Cette reconnaissance littéraire accordée à un artiste n’ayant pas écrit plus de cinq livres (si on écarte les partitions, les catalogues d’art et les livres reproduisant ses toiles) a déclenché des félicitations et des approbations de tous horizons, mais a également occasionné des remous et des jalousies. Des objections sont venues par exemple de la part de l’écrivain Pierre Assouline, de l’académie Goncourt, et d’Alain Finkielkraut, qui contestaient le statut de la chanson au sein de la catégorie de la littérature2. Cette désapprobation perpétuait l’éternel débat entre « haute culture » et culture de masse, à laquelle sont associées la musique populaire et les expressions traditionnelles. D’autres commentateurs ont reproché à Dylan d’avoir tardé à réagir à sa nomination3. Quelle ironie pour celui qui a écrit tant de chansons de protestation (« protest songs ») ! Car c’est la poésie musicale de Dylan qui a été récompensée : plusieurs centaines de chansons créées et enregistrées sur un demi-siècle, et reprises par plus de mille artistes dans des versions et des traductions en tous genres. Lors de la réception de son prix, Bob Dylan a prononcé un discours, fidèle à la tradition, discours enregistré aux États-Unis et par la suite publié dans plusieurs langues, dont le français. Certains commentateurs l’ont alors accusé d’avoir plagié des passages d’un site Web analysant certaines des œuvres littéraires qu’il mentionne dans son discours4.
L’œuvre de Bob Dylan est immense et contient plusieurs centaines de chansons de contestation, de revendication ou d’amour. Lorsque paraît son premier 33 tours intitulé simplement Bob Dylan (1962), enregistré en deux journées de novembre 1961, le jeune Robert Zimmerman n’a que vingt ans et ne se doute aucunement qu’il deviendra l’auteur-compositeur le plus influent des États-Unis. Il a su puiser aux sources des musiques populaires émergeant de tous les styles : folklore, blues, country, musique sacrée et surtout rock. Au terme de sa sixième décennie de production artistique, Bob Dylan a enregistré une quarantaine de disques, mais si on ajoute ses concerts endisqués, les compilations et les archives de ses enregistrements inédits (The Bootleg Series), on dépasse la centaine de disques. Et le chanteur se produit régulièrement sur scène encore en 2018.
Trois livres des éditions Fayard peuvent aider à comprendre pourquoi Dylan méritait le Nobel, les raisons de ses réticences à le réclamer et le caractère exceptionnel de son œuvre littéraire.

> [Données de travail]
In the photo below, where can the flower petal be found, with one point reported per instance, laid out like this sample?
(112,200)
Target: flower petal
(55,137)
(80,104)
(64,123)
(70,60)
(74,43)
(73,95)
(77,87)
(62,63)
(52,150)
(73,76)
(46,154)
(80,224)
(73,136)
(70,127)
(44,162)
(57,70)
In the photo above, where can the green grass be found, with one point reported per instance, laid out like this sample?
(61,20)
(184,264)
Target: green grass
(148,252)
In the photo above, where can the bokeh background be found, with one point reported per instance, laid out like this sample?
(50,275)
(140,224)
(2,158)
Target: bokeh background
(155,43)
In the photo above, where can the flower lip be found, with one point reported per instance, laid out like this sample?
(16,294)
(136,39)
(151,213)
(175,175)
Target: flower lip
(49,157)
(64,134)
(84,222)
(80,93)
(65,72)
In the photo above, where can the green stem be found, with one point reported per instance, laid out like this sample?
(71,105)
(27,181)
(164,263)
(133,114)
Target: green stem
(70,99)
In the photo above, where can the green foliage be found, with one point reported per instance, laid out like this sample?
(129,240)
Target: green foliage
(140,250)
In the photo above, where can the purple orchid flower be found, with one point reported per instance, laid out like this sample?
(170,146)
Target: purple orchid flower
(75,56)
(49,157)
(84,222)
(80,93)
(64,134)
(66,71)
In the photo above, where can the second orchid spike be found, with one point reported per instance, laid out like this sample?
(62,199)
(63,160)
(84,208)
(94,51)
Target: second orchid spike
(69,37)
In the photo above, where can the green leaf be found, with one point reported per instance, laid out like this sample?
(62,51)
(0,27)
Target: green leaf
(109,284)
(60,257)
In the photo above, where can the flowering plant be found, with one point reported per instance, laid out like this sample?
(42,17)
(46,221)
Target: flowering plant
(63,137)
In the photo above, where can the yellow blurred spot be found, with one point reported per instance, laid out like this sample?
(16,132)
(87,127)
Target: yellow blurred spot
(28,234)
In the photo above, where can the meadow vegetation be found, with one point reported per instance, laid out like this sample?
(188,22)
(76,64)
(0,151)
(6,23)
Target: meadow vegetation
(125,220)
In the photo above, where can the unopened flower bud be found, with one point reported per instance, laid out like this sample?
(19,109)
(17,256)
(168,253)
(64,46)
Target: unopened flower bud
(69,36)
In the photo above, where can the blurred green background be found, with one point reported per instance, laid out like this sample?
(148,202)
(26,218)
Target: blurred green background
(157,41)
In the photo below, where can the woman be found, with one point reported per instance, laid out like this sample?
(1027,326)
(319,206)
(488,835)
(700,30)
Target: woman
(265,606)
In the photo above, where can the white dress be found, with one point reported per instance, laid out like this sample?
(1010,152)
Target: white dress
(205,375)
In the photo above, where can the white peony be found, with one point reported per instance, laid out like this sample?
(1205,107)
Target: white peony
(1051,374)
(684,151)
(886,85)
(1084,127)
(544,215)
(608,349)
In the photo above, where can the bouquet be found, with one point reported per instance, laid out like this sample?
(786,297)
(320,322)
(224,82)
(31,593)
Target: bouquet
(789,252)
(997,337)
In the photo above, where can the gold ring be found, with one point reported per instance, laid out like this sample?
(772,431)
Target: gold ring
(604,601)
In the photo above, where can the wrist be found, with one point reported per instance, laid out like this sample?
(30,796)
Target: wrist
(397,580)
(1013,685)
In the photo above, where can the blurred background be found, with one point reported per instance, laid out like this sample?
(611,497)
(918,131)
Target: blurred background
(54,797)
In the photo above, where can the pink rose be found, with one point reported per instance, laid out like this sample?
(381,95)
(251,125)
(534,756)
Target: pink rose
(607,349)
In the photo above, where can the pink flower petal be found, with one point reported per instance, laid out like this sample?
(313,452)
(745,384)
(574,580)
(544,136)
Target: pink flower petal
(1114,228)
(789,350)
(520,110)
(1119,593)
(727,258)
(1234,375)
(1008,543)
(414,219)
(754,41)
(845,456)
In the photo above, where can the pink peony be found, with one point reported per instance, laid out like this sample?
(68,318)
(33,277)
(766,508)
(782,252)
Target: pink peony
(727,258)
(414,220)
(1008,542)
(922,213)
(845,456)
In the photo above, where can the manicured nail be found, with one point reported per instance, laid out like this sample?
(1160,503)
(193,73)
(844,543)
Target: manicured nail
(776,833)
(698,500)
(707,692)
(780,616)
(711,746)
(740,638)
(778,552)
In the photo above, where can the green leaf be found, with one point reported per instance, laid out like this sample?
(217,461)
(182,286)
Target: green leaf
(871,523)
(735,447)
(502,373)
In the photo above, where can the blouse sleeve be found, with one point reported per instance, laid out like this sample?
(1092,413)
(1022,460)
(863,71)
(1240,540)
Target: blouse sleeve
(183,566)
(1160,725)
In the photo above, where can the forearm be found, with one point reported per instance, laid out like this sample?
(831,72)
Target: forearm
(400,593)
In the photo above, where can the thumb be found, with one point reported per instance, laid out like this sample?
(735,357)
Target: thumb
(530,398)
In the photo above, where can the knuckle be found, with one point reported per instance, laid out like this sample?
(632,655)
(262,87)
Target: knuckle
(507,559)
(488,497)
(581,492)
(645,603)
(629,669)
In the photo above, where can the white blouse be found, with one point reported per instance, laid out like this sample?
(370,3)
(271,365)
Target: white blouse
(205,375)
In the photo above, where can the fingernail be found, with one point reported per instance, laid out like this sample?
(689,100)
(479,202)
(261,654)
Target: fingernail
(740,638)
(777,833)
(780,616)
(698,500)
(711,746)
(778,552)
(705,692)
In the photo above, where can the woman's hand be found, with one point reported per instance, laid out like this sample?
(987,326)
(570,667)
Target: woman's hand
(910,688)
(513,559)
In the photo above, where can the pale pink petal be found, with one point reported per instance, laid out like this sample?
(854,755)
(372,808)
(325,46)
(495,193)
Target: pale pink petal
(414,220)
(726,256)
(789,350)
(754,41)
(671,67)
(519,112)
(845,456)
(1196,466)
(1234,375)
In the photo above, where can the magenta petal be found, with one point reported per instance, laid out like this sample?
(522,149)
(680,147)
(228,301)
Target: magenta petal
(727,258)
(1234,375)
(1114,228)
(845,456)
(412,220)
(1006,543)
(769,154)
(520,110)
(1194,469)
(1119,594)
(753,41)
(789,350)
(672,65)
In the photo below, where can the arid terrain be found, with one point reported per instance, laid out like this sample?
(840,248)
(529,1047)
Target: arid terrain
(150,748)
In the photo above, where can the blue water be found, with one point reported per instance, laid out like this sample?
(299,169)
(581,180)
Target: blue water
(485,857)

> [Tâches à réaliser]
A: Renvoyez le passage de l'extrait sur Bob Dylan qui va de « L’œuvre de Bob » jusqu'à « encore en 2018. », sans y changer un mot.
B: Renvoyez chaque ligne de la liste qui contient la chaîne « arid », en tenant compte de la casse.
L'extrait sur Bob Dylan et la liste n'ont aucun lien entre eux.

> [Résultats par tâche]
A:
L’œuvre de Bob Dylan est immense et contient plusieurs centaines de chansons de contestation, de revendication ou d’amour. Lorsque paraît son premier 33 tours intitulé simplement Bob Dylan (1962), enregistré en deux journées de novembre 1961, le jeune Robert Zimmerman n’a que vingt ans et ne se doute aucunement qu’il deviendra l’auteur-compositeur le plus influent des États-Unis. Il a su puiser aux sources des musiques populaires émergeant de tous les styles : folklore, blues, country, musique sacrée et surtout rock. Au terme de sa sixième décennie de production artistique, Bob Dylan a enregistré une quarantaine de disques, mais si on ajoute ses concerts endisqués, les compilations et les archives de ses enregistrements inédits (The Bootleg Series), on dépasse la centaine de disques. Et le chanteur se produit régulièrement sur scène encore en 2018.

B:
In the photo below, where can the arid terrain be found, with one point reported per instance, laid out like this sample?
Target: arid terrain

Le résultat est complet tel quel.